[START MATERIALS PROVIDED]

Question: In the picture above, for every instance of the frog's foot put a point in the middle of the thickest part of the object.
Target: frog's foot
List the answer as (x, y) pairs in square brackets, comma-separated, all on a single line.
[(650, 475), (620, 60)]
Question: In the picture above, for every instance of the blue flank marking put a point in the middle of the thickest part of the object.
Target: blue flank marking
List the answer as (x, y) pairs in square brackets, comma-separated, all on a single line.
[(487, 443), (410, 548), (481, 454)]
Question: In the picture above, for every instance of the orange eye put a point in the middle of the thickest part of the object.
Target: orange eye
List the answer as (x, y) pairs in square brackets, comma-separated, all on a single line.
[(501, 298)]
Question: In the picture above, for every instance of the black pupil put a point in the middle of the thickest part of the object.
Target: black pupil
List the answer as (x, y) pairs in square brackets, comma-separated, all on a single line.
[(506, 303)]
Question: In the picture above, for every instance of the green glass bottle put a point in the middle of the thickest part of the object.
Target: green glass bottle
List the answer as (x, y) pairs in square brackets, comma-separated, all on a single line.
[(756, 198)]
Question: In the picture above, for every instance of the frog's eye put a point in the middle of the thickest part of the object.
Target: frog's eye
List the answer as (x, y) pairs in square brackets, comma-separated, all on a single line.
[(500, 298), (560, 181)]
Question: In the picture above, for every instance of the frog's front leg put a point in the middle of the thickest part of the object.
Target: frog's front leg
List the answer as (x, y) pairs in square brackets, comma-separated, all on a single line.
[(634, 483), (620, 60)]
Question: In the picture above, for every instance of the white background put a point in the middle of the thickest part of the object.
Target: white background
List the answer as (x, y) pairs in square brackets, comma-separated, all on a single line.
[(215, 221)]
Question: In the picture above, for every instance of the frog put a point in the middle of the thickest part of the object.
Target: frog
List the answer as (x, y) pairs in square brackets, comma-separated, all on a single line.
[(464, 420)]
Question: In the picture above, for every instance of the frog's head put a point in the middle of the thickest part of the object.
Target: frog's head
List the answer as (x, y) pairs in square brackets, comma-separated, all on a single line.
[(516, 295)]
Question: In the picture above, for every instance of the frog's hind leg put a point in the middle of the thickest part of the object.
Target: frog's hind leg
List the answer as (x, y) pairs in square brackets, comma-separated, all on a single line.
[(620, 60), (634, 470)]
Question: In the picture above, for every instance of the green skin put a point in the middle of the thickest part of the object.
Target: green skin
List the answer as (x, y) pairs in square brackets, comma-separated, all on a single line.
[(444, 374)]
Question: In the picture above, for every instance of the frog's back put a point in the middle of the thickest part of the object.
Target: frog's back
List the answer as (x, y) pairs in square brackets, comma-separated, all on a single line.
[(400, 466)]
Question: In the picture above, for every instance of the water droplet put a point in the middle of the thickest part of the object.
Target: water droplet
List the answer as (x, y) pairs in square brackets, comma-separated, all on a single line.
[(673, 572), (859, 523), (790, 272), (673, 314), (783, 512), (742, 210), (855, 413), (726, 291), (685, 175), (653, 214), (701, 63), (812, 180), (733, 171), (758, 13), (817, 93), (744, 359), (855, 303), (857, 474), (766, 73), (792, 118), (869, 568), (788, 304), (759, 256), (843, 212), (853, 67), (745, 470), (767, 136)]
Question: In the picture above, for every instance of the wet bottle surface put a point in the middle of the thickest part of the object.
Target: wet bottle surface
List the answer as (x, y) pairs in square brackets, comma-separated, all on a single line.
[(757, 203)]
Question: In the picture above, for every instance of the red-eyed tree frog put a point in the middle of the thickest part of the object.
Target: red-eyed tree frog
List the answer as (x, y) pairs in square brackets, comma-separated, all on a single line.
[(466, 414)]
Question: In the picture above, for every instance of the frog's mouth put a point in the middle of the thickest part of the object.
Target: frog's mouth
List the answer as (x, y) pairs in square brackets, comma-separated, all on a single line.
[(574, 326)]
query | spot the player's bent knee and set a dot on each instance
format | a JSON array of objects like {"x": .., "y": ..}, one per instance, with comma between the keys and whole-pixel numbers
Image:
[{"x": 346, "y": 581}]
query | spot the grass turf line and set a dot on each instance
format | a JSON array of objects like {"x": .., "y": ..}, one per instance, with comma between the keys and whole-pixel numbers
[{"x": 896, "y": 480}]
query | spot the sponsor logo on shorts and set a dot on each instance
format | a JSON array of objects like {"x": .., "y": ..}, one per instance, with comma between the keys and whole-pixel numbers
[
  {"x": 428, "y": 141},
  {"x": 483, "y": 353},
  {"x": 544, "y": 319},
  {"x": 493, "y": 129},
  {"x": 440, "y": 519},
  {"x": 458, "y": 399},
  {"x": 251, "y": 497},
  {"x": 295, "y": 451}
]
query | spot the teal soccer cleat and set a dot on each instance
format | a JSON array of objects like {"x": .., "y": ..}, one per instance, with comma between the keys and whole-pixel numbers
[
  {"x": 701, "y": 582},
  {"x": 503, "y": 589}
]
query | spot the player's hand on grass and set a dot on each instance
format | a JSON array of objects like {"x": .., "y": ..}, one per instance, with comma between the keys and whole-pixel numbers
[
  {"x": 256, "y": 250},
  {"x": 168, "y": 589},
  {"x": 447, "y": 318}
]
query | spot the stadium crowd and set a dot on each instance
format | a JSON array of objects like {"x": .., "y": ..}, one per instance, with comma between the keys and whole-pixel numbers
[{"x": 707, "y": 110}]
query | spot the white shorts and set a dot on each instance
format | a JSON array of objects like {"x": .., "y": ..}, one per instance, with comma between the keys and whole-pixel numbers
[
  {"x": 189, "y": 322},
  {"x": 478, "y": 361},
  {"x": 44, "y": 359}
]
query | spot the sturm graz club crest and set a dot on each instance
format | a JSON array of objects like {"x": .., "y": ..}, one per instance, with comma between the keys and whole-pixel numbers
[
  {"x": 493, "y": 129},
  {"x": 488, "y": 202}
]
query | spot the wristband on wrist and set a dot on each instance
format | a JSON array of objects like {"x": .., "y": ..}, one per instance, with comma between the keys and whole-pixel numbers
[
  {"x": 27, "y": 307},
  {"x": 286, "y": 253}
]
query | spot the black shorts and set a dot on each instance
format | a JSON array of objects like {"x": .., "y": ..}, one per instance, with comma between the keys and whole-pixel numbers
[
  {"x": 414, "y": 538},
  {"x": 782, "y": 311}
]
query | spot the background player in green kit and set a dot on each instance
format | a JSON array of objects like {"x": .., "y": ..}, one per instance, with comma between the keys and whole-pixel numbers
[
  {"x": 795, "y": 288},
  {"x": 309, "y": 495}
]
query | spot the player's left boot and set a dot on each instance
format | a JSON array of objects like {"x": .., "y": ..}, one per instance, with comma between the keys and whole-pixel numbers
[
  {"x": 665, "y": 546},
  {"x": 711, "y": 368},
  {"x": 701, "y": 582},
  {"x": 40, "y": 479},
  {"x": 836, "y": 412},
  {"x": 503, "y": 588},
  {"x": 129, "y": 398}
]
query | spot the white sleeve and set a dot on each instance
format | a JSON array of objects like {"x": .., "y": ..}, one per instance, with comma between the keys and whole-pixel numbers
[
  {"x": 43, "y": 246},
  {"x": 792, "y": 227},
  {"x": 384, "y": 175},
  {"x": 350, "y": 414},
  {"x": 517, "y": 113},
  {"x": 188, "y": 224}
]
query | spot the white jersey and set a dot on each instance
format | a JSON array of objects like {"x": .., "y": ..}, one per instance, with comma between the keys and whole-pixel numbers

[END MATERIALS PROVIDED]

TASK INSTRUCTIONS
Format the items from the line containing "Question: In the picture above, for every instance of the black" through the line containing "[(756, 198)]" as a two-column CSV with the headers item_text and answer. Give one row per item, and put each field in double quotes with any line breaks inside it replaced by spaces.

OUTPUT OF THE TASK
item_text,answer
"Question: In the picture above, for every instance of the black pupil put a point in the middle of the thickest part of the object. Target: black pupil List the answer as (x, y) pairs in square brackets, comma-separated, all on a single line.","[(506, 303)]"
"Question: In the picture above, for every instance of the green glass bottle put a point in the middle of the thickest part of the object. Target: green glass bottle List the answer as (x, y) pairs in square brackets, comma-separated, all on a single line.","[(756, 198)]"